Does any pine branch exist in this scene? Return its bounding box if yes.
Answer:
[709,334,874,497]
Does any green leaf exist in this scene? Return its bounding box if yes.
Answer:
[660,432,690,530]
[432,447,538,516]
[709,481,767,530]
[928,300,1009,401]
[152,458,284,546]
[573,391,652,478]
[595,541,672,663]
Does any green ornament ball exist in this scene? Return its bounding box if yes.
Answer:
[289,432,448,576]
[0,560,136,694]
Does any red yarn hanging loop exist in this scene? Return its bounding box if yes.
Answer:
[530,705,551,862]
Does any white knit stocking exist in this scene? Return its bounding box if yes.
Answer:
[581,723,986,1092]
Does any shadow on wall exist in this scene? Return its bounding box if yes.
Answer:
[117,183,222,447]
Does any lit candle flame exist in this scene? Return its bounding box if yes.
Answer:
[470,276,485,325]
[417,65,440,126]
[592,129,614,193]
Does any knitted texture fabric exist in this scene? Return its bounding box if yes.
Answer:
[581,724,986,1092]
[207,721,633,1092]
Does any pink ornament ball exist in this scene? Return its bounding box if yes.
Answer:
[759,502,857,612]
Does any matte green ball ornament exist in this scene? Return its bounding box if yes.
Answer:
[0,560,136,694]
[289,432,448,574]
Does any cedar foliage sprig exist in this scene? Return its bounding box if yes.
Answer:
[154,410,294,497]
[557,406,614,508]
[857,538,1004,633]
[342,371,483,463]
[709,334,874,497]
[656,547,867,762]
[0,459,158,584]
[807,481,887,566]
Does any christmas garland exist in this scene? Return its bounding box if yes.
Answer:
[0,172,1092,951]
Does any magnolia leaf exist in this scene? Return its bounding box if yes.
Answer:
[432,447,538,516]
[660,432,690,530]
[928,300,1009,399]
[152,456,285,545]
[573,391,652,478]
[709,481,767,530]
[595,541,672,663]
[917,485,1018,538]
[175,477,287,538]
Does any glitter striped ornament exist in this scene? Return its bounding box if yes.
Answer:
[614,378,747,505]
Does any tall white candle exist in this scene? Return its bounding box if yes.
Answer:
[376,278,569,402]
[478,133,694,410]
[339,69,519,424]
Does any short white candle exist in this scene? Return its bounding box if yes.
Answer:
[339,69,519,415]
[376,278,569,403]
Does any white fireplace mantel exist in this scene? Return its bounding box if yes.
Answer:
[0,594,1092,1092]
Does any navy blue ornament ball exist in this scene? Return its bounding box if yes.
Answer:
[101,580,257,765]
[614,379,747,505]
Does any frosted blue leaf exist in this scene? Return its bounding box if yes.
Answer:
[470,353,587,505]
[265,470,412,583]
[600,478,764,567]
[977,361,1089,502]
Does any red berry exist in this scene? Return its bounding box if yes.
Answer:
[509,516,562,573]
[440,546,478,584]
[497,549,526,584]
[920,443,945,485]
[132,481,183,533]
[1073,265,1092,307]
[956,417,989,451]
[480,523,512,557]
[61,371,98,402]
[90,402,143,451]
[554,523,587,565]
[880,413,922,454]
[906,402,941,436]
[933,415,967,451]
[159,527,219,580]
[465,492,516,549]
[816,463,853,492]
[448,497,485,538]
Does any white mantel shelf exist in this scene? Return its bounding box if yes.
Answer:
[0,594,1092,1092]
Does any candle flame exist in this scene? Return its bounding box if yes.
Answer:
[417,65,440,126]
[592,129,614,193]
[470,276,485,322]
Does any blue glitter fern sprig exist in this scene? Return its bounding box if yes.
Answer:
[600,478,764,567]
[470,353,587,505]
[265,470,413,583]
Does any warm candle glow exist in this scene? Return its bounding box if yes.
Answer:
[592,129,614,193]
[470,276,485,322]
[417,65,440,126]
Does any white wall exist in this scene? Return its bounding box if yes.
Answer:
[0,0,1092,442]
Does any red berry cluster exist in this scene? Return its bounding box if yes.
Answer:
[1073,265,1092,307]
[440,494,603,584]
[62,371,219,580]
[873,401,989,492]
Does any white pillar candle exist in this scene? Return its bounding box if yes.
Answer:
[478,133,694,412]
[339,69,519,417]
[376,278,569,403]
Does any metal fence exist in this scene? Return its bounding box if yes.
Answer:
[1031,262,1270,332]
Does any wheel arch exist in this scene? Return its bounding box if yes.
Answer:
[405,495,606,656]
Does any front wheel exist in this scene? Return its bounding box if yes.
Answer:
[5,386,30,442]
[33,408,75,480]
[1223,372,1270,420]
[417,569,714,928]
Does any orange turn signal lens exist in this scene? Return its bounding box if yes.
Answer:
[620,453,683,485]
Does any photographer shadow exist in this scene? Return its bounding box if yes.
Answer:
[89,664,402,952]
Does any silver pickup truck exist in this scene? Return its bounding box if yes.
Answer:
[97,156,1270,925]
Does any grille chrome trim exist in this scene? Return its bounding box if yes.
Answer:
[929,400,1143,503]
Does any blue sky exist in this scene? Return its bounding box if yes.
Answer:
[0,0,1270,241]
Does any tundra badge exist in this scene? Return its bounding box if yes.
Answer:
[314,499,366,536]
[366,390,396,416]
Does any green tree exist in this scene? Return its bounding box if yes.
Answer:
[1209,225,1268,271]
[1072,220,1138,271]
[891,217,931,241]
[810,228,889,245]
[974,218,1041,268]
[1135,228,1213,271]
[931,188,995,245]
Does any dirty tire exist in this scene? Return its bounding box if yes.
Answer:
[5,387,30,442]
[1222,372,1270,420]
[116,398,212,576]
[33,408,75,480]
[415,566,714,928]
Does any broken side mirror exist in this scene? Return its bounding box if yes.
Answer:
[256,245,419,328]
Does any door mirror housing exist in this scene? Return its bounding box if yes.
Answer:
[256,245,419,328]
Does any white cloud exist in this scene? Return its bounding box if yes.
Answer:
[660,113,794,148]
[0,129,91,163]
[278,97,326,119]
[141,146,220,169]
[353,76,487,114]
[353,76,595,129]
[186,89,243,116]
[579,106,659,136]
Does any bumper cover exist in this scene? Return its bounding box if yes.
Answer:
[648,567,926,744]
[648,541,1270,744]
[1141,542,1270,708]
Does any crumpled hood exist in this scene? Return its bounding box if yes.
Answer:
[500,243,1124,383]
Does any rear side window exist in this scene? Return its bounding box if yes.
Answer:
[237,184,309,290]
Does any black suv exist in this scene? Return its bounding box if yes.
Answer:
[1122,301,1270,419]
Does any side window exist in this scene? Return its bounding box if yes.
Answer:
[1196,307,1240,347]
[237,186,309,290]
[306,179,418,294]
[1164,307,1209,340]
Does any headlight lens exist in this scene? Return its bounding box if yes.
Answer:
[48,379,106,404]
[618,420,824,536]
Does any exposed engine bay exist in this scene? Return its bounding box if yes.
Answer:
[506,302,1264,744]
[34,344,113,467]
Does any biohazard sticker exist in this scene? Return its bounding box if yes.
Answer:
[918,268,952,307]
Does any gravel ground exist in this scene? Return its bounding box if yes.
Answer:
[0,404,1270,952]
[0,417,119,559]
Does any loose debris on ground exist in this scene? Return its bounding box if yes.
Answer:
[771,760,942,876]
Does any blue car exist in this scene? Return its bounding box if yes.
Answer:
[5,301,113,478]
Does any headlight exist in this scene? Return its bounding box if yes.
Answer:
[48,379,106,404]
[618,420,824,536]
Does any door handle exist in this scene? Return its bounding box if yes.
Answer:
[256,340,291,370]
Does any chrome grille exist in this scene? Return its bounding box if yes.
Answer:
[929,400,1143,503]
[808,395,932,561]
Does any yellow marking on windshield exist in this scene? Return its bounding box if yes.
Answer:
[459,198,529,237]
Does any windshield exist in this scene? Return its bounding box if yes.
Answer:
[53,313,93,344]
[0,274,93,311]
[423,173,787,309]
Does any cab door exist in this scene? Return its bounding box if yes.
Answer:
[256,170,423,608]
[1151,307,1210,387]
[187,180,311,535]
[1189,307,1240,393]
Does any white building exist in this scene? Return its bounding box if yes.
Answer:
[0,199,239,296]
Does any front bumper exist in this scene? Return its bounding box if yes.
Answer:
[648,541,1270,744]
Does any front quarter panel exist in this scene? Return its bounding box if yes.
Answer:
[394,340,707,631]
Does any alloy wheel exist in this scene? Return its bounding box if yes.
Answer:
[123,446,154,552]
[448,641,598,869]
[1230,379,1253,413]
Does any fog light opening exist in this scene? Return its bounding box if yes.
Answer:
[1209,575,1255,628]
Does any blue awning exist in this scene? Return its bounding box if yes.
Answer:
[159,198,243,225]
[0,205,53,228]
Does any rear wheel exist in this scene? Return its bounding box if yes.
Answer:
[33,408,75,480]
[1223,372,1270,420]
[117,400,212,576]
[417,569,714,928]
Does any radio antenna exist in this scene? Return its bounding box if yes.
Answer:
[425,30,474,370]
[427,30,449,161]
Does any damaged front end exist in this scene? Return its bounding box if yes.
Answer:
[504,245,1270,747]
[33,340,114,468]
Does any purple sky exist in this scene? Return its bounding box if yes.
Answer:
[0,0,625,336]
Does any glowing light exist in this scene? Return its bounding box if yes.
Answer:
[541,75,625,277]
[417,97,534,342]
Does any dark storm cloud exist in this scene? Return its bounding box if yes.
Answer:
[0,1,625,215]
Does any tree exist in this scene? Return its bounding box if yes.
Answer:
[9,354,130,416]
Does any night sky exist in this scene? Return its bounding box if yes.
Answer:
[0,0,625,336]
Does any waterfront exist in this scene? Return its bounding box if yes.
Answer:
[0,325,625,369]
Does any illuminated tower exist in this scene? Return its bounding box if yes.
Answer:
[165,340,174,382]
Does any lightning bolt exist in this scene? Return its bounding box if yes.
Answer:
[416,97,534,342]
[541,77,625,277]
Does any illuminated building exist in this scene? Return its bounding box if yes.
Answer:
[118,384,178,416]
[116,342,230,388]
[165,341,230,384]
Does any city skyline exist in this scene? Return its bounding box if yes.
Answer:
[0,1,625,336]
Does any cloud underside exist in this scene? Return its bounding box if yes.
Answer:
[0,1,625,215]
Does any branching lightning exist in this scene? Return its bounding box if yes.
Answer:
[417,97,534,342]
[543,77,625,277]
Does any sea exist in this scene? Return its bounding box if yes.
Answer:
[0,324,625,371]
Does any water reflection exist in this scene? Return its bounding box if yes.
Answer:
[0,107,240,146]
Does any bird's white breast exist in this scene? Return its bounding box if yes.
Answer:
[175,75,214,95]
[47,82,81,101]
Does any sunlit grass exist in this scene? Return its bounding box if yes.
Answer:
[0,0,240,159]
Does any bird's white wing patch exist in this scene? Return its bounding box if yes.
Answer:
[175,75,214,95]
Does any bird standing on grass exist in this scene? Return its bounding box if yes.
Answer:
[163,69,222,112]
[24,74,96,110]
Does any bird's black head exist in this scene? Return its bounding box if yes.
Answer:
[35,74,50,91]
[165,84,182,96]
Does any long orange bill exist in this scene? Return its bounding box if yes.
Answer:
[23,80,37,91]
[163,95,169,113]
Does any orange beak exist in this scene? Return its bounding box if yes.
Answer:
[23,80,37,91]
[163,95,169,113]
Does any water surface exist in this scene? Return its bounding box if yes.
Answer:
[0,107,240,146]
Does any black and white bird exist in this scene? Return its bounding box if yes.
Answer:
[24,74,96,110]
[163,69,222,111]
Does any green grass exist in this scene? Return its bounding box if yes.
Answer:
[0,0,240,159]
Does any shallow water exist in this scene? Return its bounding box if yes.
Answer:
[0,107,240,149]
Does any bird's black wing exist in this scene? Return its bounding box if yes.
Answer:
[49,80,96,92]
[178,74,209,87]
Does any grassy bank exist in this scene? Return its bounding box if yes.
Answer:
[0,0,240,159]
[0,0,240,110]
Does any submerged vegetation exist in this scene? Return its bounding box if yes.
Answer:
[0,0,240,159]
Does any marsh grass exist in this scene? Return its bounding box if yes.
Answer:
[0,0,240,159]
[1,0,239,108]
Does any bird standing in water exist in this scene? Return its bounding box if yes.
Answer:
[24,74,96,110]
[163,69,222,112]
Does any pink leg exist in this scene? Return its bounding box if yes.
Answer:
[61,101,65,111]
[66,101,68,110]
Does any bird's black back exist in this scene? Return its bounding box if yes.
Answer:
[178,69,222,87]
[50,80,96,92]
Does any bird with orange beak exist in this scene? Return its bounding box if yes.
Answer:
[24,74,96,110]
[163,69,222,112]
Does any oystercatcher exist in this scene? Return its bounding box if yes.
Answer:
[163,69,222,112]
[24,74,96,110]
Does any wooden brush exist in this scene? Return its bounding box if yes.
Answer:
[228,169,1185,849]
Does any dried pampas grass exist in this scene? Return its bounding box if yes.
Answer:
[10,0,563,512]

• • • • • • •

# TASK STATEMENT:
Arrange everything above, from the line containing "Does any broken" down to the line containing "[34,344,113,467]", as a Markdown table with columns No. and Line. Give each line its own row numbered in order, and leave out blank lines.

# COMPLETED TASK:
| No. | Line |
|---|---|
| 1 | Does any broken side mirror exist in this scene? Return its bounding box if yes. |
| 2 | Answer: |
| 3 | [256,245,419,328] |
| 4 | Does any door mirror housing exist in this scene? Return its bounding box if yes. |
| 5 | Answer: |
| 6 | [256,245,419,328] |
| 7 | Does any white cloud exist in this scene? Return its bounding box if yes. |
| 8 | Answer: |
| 9 | [660,113,794,148] |
| 10 | [0,129,91,163] |
| 11 | [278,97,326,119] |
| 12 | [141,146,220,169] |
| 13 | [353,76,487,114] |
| 14 | [353,76,595,129] |
| 15 | [186,89,243,116] |
| 16 | [579,106,659,136] |
| 17 | Does any bumper cover exist in this scene? Return its bounding box if yes. |
| 18 | Answer: |
| 19 | [648,567,926,744] |
| 20 | [648,541,1270,744] |
| 21 | [1141,542,1270,708] |
| 22 | Does any crumpled hood exist in this scene? Return its bounding box if yes. |
| 23 | Answer: |
| 24 | [500,243,1124,383] |
| 25 | Does any rear side window exist in this scene? Return its bounding box if yes. |
| 26 | Answer: |
| 27 | [237,184,309,290] |
| 28 | Does any black suv exist in this scene? Return its bounding box if yes. |
| 29 | Answer: |
| 30 | [1122,301,1270,419] |
| 31 | Does any side window exist in this scene? Return its bounding box if yes. |
| 32 | Answer: |
| 33 | [1196,307,1240,347] |
| 34 | [237,186,309,290] |
| 35 | [306,179,418,294] |
| 36 | [1164,307,1209,340] |
| 37 | Does any headlight lens exist in this scene? Return its bounding box if yes. |
| 38 | Answer: |
| 39 | [48,379,106,404] |
| 40 | [618,420,824,536] |
| 41 | Does any exposed engine bay exist in this scene? Return its bounding box if yes. |
| 42 | Answer: |
| 43 | [506,302,1264,744] |
| 44 | [34,344,113,467] |